- Directions: Rewrite the listing below, swapping every "flag" for "banner" and keeping everything else the same. Leave the pictures out of your answer.
>> start Supplied data
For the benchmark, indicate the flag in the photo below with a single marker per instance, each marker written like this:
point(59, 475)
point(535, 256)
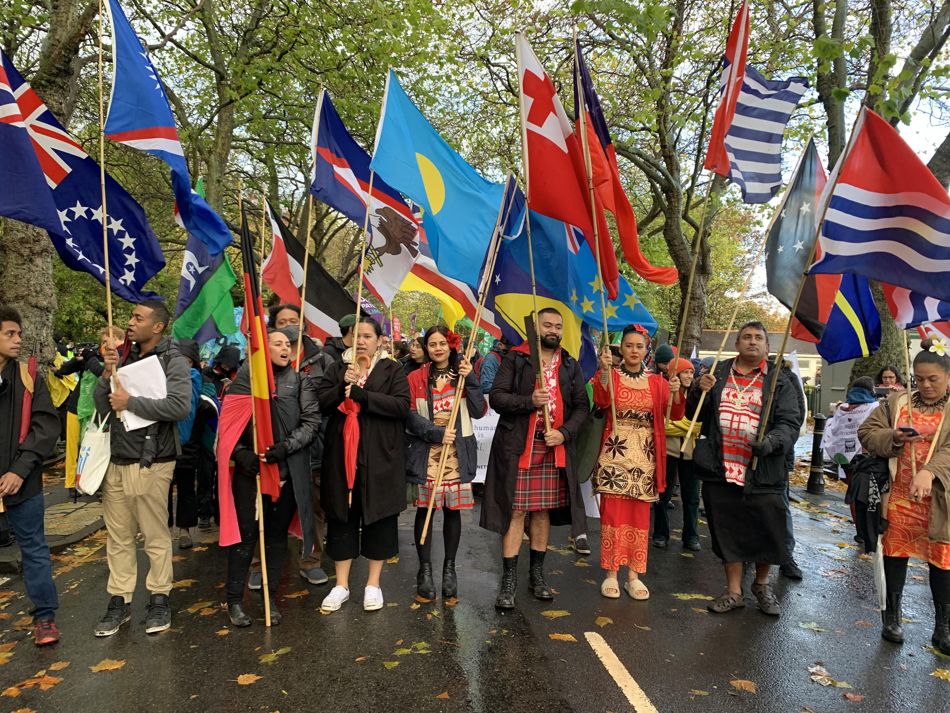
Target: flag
point(853, 329)
point(789, 245)
point(258, 357)
point(460, 208)
point(204, 309)
point(912, 309)
point(606, 171)
point(341, 180)
point(72, 181)
point(555, 170)
point(326, 300)
point(140, 117)
point(888, 217)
>> end Supplied data
- Output for this exercise:
For the benchmark, indicate the banner in the photo below with a single marker per instance, each marker written like this:
point(59, 475)
point(535, 256)
Target: banner
point(853, 329)
point(789, 245)
point(258, 357)
point(460, 208)
point(204, 309)
point(912, 309)
point(606, 171)
point(341, 180)
point(72, 181)
point(555, 170)
point(326, 300)
point(140, 117)
point(888, 217)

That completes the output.